**EXERCISE PASSAGE**
######

Quautlatas | |
---|---|
Born | ? Tepehuánes, Durango |
Died | ? Durango |
Nationality | Tepehuán |
Occupation | Religious leader (of the Tepehuán Revolt) |
Quautlatas (Northern Tepehuán pronunciation: /quäutlˈätäs/) was a Tepehuán religious leader who inspired the bloody Tepehuán Revolt against the Spanish in Mexico in 1616. Quautlatas was known as "The Tepehuán Prophet".
The Tepehuán were an agricultural people who lived primarily in the future Mexican state of Durango on the eastern slopes of the Sierra Madre Occidental. Early Spanish explorers described them as numerous but, apparently, a series of epidemics of introduced European diseases reduced their numbers by more than 80 percent. By the time of the revolt their numbers may have been only about 10,000 Spanish silver miners and ranchers began settling in the Tepehuán lands in the 1570s and Jesuit missionaries began work among them in 1596. The Tepehuán seemed relatively receptive to the missionaries and by 1615 a Jesuit could declare that the Tepehuán “showed great progress and were in the things of our holy faith very Hispanic.

######

**MATERIAL SHOWN**
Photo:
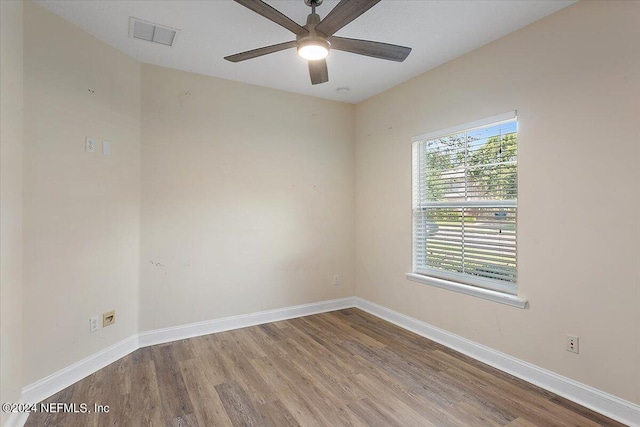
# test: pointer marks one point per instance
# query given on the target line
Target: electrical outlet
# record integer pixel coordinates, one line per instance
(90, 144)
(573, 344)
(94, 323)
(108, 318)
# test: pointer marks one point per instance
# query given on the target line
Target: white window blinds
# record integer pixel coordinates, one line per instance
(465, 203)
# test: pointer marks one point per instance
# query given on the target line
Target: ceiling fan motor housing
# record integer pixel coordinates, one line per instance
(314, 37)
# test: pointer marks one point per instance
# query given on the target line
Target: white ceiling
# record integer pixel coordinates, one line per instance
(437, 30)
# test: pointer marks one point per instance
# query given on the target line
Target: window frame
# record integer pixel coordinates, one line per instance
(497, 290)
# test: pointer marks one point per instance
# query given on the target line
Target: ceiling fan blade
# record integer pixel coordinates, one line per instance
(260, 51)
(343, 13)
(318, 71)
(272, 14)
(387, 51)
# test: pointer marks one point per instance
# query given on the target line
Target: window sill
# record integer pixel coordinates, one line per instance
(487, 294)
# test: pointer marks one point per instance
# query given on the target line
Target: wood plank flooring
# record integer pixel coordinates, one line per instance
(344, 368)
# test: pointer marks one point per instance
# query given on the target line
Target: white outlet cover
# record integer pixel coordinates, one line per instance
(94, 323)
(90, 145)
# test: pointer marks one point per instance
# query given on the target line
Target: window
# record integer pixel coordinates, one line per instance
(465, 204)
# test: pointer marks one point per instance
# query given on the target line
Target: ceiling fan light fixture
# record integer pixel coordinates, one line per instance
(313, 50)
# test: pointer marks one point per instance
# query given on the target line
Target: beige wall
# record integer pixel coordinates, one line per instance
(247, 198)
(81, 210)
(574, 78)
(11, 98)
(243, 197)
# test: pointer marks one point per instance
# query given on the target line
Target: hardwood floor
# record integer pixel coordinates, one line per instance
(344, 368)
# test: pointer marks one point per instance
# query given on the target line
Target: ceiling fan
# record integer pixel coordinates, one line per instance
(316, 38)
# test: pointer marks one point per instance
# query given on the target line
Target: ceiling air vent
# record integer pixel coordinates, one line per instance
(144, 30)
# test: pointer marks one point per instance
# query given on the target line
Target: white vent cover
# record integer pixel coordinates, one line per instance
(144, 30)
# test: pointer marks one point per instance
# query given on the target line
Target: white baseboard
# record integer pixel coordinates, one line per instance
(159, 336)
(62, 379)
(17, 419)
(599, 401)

######

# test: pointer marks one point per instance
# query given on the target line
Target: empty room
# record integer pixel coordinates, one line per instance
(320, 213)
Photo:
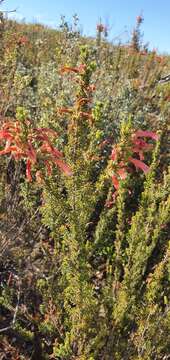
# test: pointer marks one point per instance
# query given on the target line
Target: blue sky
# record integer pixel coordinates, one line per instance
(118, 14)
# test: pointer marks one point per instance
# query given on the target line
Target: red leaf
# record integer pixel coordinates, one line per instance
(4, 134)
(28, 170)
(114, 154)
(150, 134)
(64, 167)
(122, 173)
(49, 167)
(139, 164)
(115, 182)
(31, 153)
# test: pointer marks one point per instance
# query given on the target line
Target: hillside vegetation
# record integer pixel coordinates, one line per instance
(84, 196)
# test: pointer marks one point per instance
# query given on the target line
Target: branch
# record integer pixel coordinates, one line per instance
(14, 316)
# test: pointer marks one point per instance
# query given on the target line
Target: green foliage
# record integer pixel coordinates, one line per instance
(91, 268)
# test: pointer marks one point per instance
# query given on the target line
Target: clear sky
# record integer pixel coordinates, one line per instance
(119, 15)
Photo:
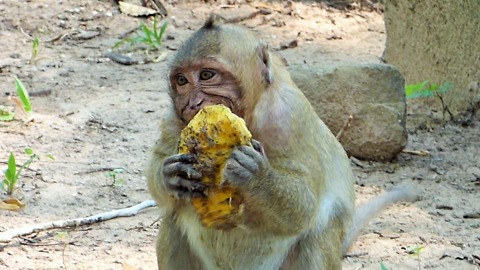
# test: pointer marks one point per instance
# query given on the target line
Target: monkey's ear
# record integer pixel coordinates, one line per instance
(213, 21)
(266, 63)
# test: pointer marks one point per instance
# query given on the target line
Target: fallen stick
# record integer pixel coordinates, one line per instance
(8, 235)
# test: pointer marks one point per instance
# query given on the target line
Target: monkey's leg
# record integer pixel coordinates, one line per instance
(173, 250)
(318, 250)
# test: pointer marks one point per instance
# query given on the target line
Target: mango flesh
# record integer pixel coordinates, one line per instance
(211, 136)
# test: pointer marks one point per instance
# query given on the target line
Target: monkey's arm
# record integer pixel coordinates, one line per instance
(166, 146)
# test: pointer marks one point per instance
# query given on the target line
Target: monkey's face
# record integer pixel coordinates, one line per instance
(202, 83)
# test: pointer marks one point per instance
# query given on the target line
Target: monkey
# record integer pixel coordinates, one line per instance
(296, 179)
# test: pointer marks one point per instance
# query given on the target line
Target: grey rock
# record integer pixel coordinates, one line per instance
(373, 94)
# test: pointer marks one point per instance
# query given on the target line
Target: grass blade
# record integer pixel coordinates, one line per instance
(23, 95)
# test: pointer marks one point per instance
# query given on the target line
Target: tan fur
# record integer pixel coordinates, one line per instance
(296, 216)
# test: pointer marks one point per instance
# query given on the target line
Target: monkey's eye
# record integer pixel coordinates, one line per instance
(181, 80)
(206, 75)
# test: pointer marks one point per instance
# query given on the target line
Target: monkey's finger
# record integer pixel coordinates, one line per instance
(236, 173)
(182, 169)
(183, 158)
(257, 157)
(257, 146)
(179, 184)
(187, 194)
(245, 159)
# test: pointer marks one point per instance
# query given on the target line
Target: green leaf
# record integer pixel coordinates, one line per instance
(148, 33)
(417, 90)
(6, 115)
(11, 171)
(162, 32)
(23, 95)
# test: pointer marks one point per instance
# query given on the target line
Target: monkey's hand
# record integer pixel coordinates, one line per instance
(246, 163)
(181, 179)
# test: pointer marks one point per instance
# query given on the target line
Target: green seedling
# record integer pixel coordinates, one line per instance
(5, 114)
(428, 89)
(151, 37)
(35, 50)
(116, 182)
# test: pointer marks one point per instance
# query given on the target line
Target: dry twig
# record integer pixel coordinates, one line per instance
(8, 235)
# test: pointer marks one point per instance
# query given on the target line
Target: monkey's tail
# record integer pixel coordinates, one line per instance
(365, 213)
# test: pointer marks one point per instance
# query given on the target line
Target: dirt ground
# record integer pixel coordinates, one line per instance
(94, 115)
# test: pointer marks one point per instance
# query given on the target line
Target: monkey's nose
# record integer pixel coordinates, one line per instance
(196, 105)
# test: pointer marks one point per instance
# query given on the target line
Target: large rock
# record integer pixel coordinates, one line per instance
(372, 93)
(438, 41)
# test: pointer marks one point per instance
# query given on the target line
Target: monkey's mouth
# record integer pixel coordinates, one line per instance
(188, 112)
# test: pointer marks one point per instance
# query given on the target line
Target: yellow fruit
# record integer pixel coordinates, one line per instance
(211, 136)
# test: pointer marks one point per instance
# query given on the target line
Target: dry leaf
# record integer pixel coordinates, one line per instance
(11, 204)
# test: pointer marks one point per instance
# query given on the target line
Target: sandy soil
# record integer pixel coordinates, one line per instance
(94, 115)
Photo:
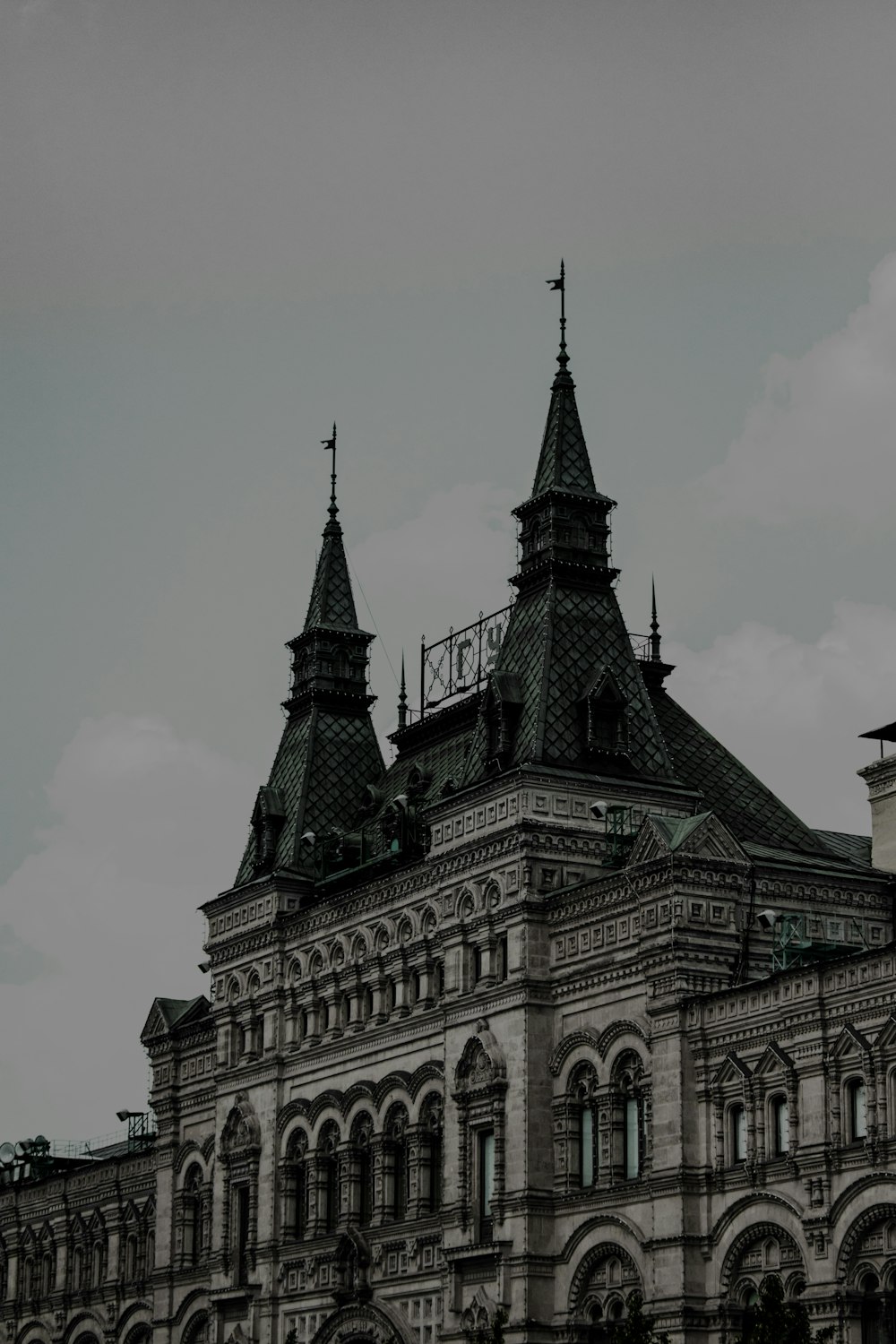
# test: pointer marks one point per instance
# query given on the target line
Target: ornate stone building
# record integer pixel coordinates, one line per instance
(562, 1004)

######

**TASK TO CARRY OUT**
Write out the part of the Quautlatas passage starting at "The Tepehuán were" and ending at "faith very Hispanic.". The records above come from a separate source, unrelated to the Quautlatas passage.

**RESPONSE TO THE TASK**
The Tepehuán were an agricultural people who lived primarily in the future Mexican state of Durango on the eastern slopes of the Sierra Madre Occidental. Early Spanish explorers described them as numerous but, apparently, a series of epidemics of introduced European diseases reduced their numbers by more than 80 percent. By the time of the revolt their numbers may have been only about 10,000 Spanish silver miners and ranchers began settling in the Tepehuán lands in the 1570s and Jesuit missionaries began work among them in 1596. The Tepehuán seemed relatively receptive to the missionaries and by 1615 a Jesuit could declare that the Tepehuán “showed great progress and were in the things of our holy faith very Hispanic.